(WHAT IS NEEDED): Could you extract, character for character, the stretch of lines from the one containing "83L272 91L277 116L272" through the end of the entries?

(INPUT FOR THIS TASK):
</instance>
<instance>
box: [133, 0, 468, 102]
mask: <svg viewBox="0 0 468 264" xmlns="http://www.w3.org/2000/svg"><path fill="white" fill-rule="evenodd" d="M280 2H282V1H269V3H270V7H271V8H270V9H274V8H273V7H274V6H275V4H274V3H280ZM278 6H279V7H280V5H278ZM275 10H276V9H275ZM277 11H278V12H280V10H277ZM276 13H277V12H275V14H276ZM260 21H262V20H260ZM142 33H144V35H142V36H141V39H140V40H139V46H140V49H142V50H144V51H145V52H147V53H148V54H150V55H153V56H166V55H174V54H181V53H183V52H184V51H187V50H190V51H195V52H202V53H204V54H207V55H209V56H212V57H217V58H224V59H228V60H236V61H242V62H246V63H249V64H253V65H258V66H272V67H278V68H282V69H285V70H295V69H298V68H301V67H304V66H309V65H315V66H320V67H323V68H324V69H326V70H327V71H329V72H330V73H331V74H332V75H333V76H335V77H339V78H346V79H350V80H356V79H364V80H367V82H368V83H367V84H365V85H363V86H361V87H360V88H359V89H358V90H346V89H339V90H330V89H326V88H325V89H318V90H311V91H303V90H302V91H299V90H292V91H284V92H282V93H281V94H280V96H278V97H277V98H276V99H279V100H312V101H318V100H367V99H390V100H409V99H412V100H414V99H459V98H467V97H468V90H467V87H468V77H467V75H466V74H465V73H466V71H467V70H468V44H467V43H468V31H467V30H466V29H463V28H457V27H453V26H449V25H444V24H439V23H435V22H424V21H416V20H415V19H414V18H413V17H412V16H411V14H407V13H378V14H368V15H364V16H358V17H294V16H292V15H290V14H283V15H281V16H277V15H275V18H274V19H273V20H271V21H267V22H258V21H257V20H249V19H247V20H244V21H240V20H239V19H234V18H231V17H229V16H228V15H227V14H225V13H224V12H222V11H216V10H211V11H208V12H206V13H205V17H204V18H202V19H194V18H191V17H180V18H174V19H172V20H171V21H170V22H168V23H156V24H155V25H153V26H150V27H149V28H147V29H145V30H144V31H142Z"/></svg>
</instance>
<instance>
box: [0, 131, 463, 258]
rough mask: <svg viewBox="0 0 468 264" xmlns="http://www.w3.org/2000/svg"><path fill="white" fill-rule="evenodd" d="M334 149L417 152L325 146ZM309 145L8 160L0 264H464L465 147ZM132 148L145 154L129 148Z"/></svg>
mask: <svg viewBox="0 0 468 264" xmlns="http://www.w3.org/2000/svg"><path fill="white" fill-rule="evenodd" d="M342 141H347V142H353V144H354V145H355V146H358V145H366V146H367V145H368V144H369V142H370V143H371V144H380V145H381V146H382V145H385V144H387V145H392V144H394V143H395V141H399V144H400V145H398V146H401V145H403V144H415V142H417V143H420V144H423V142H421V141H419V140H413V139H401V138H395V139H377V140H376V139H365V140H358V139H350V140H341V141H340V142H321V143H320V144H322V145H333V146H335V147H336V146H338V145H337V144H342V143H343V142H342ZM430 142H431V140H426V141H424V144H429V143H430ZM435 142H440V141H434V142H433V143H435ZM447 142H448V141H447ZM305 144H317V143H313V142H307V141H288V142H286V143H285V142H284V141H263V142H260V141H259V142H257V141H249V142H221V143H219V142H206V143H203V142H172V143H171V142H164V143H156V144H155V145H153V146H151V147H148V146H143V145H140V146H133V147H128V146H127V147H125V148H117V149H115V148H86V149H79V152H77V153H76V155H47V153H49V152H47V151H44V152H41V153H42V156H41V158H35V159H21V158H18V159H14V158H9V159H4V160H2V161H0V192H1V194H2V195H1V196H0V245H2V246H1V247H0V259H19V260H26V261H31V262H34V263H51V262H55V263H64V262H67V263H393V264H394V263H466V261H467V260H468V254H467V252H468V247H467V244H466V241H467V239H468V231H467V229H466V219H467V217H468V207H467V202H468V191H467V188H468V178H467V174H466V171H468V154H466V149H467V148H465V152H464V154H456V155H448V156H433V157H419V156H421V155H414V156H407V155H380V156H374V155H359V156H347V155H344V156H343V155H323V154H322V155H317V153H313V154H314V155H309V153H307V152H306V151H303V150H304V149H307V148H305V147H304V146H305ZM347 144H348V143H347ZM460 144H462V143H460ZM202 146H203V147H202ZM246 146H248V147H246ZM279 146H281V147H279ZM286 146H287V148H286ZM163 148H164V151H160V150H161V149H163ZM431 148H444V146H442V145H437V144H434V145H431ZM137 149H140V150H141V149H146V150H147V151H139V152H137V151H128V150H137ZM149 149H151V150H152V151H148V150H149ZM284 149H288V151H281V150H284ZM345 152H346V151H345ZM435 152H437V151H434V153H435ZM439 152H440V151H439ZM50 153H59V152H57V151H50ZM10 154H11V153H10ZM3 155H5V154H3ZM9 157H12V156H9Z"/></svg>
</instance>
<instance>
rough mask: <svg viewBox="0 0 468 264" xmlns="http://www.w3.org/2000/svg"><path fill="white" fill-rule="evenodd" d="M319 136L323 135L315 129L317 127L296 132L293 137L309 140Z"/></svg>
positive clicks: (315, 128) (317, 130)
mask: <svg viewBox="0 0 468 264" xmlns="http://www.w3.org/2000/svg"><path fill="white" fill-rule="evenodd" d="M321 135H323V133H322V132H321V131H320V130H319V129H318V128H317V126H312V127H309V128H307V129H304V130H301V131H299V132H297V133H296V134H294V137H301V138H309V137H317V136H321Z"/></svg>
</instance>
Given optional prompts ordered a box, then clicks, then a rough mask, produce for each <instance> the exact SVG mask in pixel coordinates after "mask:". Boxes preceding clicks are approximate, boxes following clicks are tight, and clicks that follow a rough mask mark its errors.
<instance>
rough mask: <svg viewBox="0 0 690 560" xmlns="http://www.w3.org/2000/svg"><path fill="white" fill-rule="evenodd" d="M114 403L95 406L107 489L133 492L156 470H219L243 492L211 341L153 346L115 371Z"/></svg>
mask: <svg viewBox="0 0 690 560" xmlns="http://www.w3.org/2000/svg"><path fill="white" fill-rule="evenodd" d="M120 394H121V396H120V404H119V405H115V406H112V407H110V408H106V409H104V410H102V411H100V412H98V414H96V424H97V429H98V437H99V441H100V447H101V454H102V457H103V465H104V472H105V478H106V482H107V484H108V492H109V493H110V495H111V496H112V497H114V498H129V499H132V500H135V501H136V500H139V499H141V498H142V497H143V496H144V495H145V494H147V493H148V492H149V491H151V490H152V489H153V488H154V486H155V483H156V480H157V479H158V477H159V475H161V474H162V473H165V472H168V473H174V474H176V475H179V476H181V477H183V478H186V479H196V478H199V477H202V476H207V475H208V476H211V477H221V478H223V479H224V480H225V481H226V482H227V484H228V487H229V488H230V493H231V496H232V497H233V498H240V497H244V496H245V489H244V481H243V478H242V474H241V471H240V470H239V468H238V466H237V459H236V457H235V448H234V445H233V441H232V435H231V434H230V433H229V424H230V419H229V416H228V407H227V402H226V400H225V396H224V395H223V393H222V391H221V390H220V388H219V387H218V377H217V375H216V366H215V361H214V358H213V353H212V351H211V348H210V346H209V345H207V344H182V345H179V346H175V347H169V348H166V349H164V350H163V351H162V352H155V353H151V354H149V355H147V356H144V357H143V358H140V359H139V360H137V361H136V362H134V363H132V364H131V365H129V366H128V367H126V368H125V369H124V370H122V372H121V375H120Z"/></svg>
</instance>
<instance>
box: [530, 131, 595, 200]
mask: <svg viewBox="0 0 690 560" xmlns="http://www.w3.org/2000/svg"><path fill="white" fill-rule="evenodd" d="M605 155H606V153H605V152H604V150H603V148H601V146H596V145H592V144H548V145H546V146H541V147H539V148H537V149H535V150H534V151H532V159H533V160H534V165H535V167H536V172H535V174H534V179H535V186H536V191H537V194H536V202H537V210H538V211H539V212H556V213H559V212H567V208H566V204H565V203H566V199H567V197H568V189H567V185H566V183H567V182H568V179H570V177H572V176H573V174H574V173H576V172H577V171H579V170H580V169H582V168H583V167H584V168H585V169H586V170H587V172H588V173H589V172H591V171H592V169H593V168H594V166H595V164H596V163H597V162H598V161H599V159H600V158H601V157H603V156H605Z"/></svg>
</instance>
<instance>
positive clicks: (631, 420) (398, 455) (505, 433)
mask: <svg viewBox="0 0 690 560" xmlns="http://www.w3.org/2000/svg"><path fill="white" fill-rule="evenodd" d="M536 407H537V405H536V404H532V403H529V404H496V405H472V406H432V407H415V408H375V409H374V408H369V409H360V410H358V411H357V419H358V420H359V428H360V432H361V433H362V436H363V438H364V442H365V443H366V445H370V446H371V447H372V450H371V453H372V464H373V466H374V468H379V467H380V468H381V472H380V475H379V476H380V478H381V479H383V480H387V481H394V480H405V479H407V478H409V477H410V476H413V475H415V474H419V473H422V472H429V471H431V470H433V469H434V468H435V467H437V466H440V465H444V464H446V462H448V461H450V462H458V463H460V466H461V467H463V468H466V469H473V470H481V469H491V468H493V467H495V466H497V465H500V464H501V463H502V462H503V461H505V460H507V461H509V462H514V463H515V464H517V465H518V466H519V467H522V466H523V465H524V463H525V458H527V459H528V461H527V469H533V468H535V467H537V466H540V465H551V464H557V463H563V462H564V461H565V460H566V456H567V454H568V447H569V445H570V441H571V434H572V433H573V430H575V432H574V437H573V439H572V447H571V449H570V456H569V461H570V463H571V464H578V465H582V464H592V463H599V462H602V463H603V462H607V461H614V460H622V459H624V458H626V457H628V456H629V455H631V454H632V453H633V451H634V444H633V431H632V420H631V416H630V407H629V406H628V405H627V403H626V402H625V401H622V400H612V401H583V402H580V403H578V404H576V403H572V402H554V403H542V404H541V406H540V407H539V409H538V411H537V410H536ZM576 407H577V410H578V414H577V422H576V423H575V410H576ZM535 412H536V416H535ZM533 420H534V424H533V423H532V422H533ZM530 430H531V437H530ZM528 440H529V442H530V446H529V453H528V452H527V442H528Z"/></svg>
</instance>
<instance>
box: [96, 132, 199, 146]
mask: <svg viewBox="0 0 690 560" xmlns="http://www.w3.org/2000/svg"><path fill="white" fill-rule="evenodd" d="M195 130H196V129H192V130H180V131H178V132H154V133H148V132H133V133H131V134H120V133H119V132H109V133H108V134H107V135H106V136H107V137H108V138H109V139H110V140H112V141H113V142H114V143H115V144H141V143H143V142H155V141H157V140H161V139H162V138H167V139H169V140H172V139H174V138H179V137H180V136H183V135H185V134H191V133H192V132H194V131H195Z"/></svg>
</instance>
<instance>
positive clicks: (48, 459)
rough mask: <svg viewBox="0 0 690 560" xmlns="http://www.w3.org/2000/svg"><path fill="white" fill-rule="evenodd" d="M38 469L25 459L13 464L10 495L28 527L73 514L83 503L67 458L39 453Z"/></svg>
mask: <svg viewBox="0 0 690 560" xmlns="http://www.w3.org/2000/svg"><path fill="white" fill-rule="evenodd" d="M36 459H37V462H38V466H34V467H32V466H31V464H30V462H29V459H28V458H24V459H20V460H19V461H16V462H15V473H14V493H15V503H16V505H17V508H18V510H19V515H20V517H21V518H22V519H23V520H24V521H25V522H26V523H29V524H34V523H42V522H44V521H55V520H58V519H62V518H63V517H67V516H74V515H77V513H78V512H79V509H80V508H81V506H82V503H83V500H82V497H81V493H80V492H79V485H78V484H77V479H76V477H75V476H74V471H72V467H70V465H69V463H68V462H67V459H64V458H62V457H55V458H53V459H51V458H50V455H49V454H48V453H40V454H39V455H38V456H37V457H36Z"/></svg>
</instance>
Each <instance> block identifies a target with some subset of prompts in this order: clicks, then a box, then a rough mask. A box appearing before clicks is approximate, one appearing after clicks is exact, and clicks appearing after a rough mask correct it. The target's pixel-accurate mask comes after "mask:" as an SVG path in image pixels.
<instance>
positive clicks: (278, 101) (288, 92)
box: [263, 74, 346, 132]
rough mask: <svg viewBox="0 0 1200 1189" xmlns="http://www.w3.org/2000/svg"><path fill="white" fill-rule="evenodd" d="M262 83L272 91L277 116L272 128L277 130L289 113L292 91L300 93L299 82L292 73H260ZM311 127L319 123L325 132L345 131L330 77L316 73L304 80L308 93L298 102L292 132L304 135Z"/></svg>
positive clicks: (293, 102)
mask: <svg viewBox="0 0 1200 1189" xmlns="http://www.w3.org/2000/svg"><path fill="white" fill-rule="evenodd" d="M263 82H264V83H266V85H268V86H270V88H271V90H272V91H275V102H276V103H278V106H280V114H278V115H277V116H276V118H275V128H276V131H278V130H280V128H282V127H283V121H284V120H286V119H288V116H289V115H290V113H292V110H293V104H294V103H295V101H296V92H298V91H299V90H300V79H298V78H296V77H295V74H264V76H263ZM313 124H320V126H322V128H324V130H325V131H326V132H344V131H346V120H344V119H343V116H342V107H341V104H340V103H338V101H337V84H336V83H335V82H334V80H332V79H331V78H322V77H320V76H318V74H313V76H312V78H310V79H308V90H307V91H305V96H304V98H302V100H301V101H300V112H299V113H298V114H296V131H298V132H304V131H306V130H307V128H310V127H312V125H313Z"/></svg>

(WRITTEN ANSWER):
rough mask: <svg viewBox="0 0 1200 1189" xmlns="http://www.w3.org/2000/svg"><path fill="white" fill-rule="evenodd" d="M262 83L272 91L277 116L272 128L277 130L289 113L292 91L300 93L299 82L292 73H260ZM311 127L319 123L325 132L345 131L330 77L316 73L304 80L308 93L298 102L292 132L304 135Z"/></svg>
positive clicks: (293, 102)
mask: <svg viewBox="0 0 1200 1189" xmlns="http://www.w3.org/2000/svg"><path fill="white" fill-rule="evenodd" d="M263 82H264V83H266V85H268V86H270V88H271V90H272V91H275V102H276V103H278V106H280V114H278V115H277V116H276V118H275V128H276V131H278V130H280V128H282V127H283V121H284V120H286V119H288V116H289V115H290V113H292V110H293V104H294V103H295V101H296V92H298V91H299V90H300V79H298V78H296V77H295V74H264V76H263ZM313 124H320V126H322V128H324V130H325V131H326V132H344V131H346V120H344V119H343V116H342V107H341V104H340V103H338V101H337V84H336V83H335V82H334V80H332V79H331V78H322V77H320V76H318V74H313V76H312V78H310V79H308V90H307V91H305V96H304V98H302V100H301V101H300V112H299V113H298V114H296V131H298V132H304V131H306V130H307V128H310V127H312V125H313Z"/></svg>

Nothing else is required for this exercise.